__Provided records__
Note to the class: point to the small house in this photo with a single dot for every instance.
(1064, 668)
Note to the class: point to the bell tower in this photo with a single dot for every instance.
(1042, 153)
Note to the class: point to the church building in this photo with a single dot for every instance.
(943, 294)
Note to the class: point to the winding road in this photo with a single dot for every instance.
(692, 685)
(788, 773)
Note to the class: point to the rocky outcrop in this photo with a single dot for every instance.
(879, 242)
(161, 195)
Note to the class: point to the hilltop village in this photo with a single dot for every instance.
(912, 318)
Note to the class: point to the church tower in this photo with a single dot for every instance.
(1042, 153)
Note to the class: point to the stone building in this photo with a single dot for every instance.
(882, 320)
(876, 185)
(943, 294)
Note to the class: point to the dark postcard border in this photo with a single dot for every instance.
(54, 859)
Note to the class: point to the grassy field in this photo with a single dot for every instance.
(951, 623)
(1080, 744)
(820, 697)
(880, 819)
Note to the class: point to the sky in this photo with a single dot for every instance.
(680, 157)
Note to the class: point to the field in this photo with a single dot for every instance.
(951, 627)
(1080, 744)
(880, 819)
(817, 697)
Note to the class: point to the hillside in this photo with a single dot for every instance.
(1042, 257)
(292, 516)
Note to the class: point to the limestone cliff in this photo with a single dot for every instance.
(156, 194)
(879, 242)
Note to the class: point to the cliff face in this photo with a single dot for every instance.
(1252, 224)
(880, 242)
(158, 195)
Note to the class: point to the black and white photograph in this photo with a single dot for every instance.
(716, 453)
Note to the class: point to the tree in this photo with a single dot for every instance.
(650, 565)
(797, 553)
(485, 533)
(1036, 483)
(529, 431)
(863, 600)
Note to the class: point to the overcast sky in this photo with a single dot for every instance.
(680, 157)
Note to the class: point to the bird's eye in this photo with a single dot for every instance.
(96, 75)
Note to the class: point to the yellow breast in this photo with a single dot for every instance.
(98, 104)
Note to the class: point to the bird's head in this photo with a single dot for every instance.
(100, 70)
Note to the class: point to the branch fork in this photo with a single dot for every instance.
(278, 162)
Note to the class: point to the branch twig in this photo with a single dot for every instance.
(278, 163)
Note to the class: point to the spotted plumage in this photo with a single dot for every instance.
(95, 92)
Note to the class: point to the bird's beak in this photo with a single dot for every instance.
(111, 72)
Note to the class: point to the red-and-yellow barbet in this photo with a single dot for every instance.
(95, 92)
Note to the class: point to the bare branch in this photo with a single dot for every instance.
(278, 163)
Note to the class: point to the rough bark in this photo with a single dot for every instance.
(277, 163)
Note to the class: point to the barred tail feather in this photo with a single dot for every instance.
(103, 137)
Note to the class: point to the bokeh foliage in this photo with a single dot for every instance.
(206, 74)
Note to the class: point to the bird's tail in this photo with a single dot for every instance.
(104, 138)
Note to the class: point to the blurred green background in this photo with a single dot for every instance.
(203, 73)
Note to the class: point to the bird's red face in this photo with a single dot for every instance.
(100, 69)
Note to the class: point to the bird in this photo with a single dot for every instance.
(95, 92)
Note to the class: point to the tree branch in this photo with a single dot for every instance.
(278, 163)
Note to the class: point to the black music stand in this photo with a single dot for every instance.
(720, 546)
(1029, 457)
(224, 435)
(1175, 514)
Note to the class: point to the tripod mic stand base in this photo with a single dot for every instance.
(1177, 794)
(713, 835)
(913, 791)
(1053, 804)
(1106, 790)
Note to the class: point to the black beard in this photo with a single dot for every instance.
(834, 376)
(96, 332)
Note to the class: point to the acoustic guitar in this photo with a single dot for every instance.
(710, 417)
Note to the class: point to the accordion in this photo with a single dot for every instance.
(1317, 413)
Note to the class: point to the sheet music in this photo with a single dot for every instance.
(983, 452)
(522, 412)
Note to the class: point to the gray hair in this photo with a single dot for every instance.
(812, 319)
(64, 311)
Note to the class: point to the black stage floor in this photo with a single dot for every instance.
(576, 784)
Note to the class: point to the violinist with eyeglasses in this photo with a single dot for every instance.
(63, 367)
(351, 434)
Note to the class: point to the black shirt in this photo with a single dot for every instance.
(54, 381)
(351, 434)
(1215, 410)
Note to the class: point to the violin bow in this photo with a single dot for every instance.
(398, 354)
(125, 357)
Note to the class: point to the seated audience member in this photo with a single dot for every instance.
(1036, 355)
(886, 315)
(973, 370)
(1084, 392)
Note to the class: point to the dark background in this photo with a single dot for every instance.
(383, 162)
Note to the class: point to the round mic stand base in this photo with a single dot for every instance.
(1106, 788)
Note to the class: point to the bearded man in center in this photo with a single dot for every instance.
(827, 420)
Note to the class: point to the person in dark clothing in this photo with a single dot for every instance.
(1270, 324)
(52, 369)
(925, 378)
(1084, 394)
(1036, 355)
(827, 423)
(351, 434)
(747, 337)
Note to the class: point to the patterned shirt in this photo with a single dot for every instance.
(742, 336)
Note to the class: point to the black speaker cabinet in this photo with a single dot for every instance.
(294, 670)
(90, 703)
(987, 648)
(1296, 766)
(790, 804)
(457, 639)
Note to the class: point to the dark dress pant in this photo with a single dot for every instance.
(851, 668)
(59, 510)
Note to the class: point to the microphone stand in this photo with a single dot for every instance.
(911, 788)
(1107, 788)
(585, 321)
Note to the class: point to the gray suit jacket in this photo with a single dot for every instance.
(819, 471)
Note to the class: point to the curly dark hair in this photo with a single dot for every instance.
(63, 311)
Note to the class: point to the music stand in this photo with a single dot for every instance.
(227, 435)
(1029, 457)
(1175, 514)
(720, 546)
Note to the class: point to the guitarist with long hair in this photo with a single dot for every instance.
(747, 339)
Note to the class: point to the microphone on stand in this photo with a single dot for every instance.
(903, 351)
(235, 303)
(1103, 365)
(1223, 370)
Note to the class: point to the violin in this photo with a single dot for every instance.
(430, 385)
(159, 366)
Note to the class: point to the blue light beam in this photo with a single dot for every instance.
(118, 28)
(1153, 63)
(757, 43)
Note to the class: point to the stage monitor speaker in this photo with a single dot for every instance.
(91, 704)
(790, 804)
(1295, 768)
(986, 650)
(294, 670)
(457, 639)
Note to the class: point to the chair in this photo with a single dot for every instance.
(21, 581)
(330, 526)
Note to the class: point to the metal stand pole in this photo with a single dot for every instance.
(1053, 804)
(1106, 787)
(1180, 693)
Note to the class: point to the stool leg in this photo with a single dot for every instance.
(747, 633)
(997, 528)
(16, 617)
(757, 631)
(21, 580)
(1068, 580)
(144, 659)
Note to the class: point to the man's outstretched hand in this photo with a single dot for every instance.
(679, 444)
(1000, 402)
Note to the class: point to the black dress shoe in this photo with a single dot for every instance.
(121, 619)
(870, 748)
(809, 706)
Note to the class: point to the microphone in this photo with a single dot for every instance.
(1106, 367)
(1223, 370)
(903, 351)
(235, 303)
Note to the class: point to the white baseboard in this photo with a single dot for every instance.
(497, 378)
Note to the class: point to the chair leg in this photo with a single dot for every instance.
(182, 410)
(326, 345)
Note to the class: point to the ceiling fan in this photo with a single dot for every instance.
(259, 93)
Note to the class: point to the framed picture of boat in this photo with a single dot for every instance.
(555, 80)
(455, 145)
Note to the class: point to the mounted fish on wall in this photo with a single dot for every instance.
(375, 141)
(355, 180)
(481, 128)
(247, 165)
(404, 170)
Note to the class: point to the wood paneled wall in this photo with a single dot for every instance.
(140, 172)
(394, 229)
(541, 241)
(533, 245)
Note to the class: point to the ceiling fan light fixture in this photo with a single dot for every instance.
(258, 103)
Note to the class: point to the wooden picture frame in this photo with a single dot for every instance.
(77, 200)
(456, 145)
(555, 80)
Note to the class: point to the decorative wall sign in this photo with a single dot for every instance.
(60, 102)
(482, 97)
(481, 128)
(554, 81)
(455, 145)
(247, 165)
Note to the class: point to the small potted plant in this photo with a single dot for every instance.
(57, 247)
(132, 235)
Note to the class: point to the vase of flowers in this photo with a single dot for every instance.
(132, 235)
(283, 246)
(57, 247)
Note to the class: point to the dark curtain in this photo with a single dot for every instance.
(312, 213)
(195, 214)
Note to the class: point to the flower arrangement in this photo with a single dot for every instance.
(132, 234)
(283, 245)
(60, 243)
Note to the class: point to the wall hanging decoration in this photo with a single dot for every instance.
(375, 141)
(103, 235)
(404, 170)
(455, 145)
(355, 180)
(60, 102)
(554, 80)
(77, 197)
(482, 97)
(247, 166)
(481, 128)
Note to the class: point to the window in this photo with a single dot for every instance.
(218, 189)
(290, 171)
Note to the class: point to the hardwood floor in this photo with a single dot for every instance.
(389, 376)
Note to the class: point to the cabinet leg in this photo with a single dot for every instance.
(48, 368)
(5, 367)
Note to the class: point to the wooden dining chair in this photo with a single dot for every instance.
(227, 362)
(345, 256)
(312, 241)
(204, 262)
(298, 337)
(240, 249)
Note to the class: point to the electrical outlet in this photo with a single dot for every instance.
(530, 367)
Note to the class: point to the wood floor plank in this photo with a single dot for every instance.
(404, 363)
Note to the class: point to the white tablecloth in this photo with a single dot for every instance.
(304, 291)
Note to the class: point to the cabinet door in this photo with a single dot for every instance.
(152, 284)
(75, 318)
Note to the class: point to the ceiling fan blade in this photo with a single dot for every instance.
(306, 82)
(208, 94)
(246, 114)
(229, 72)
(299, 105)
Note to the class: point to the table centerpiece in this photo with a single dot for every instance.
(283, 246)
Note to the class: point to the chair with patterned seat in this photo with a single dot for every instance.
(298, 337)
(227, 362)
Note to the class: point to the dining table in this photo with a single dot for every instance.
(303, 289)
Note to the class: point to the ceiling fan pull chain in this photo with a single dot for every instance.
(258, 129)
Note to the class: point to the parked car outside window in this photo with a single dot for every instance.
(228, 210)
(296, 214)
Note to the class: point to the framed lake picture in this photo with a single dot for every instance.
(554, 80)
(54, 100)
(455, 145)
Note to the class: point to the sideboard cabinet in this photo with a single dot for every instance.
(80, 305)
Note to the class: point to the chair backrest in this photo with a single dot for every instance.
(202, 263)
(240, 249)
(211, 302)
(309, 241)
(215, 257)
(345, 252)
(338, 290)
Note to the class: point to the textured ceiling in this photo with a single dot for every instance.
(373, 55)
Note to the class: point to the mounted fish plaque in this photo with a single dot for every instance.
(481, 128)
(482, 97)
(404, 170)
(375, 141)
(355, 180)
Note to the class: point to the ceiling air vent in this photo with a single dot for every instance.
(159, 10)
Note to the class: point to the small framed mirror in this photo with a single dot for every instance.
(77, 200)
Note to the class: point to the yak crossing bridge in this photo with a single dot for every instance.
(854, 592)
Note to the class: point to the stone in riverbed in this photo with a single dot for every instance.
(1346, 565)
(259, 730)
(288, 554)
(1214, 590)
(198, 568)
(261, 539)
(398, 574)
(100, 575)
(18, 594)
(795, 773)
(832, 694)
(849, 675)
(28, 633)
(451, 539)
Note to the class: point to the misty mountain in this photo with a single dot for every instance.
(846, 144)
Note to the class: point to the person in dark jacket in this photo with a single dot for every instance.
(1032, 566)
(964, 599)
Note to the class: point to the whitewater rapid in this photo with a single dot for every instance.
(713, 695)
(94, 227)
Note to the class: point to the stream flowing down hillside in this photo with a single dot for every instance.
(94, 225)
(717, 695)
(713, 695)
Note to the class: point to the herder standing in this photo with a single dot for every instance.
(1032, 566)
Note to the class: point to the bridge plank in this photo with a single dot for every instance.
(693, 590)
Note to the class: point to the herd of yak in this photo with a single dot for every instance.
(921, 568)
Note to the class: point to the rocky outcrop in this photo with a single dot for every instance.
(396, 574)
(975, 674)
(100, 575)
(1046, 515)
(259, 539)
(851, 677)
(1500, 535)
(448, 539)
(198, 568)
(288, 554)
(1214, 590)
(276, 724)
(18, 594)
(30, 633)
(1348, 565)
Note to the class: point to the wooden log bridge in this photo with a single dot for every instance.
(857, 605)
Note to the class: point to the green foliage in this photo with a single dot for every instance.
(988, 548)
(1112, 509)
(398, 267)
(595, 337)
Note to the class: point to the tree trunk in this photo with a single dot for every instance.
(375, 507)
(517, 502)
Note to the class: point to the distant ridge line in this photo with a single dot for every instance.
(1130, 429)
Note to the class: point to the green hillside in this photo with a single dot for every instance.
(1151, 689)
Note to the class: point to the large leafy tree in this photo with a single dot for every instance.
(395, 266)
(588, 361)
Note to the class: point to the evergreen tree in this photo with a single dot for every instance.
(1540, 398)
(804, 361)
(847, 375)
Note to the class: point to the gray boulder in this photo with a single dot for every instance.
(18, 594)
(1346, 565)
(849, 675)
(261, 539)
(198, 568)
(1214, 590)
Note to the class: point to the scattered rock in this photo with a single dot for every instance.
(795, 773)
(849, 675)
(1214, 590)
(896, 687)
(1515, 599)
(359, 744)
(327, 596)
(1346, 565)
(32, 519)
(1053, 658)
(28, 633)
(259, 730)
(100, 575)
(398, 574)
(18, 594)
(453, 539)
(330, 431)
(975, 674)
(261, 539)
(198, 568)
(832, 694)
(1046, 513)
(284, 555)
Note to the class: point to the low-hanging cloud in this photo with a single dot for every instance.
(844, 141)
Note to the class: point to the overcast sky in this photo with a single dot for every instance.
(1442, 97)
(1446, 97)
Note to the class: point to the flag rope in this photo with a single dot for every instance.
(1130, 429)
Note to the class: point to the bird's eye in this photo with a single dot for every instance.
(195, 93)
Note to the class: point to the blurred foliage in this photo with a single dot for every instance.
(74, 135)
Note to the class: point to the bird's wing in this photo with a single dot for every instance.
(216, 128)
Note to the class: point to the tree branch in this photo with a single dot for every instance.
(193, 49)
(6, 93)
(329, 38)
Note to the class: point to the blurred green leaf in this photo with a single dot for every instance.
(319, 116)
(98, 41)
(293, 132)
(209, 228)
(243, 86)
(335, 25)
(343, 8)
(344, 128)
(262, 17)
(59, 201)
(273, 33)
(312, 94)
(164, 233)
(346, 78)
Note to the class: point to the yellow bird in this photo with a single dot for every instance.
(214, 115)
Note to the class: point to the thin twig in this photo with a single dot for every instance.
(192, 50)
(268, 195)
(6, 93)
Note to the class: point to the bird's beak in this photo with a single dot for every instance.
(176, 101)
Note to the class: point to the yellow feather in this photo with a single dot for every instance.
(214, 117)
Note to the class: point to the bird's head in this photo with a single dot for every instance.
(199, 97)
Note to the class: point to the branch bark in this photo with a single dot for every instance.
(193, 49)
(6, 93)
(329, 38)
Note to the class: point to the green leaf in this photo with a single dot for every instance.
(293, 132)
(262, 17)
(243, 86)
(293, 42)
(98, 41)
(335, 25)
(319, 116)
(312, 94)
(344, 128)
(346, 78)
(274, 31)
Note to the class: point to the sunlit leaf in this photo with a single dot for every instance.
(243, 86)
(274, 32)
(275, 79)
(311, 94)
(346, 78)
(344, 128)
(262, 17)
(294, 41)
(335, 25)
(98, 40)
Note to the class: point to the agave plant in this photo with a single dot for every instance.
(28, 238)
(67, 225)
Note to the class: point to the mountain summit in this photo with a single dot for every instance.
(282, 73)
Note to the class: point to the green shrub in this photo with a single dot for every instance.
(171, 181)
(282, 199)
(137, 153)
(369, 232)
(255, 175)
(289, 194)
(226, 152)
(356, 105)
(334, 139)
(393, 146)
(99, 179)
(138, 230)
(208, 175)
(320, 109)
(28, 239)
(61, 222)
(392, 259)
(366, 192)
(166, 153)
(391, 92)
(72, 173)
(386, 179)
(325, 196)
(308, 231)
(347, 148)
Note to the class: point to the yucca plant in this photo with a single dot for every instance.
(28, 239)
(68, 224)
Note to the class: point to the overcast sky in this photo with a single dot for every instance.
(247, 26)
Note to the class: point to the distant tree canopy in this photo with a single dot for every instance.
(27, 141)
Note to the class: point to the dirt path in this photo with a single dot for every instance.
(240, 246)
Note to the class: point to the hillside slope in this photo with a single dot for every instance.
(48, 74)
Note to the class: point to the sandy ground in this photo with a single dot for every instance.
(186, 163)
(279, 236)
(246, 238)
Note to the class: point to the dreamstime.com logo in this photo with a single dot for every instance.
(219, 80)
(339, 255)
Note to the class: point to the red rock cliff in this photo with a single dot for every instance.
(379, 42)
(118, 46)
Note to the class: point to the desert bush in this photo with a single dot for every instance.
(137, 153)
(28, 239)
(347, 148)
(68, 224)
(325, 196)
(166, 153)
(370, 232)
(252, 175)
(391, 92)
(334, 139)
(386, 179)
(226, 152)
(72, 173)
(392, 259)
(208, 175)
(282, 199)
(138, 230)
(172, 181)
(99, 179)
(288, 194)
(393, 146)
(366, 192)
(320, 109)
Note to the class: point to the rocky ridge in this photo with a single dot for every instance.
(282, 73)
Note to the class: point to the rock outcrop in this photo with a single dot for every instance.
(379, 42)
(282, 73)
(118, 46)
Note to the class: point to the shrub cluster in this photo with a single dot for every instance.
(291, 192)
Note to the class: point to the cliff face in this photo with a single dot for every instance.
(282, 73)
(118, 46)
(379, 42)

__Problem details__
Find the line containing "Note to the class: point to the green shrub", then output it and every line after it to the end of the data, exactly.

__Response__
Note to the class: point to the green shrub in this photo with a single dot for every instance.
(171, 181)
(282, 199)
(137, 153)
(369, 232)
(255, 175)
(289, 194)
(226, 152)
(356, 105)
(334, 139)
(393, 146)
(99, 179)
(138, 230)
(208, 175)
(320, 109)
(28, 239)
(61, 222)
(392, 259)
(366, 192)
(166, 153)
(391, 92)
(72, 173)
(386, 179)
(325, 196)
(308, 231)
(347, 148)
Note to the class: point to the yucca plant in this photo with a single dot for every instance.
(28, 239)
(68, 224)
Note to the class: point to the overcast sky in this photo with a single dot for every instance.
(247, 26)
Note to the class: point to the distant tree canopy in this photo with a single dot for every instance.
(27, 141)
Note to the class: point to the dirt path in this photo with a single dot for every instance.
(240, 246)
Note to the class: point to the hillside slope in this photo with a single dot for every instance.
(48, 74)
Note to the class: point to the sandy ground in this photo with a single dot for every instance.
(186, 163)
(279, 236)
(246, 238)
Note to the class: point to the dreamstime.com logo in this photo with a single dot for every instance.
(219, 80)
(339, 255)
Note to the class: point to the red rock cliff in this photo with a single dot for every instance.
(379, 42)
(118, 46)
Note to the class: point to the desert bush in this photo with a single dot for every instance.
(137, 153)
(28, 239)
(347, 148)
(68, 224)
(325, 196)
(166, 153)
(370, 232)
(252, 175)
(391, 92)
(334, 139)
(386, 179)
(226, 152)
(72, 173)
(392, 259)
(208, 175)
(282, 199)
(138, 230)
(172, 181)
(99, 179)
(288, 194)
(393, 146)
(366, 192)
(320, 109)
Note to the class: point to the rocky ridge in this photo with a single dot for every instance.
(282, 73)
Note to the class: point to the rock outcrop in this photo with a single dot for every instance.
(379, 42)
(282, 73)
(118, 46)
Note to the class: point to the shrub cluster in this photo with a single dot for every instance.
(291, 192)
Note to the class: point to the cliff face in this photo with a single dot for every instance.
(282, 73)
(118, 46)
(379, 42)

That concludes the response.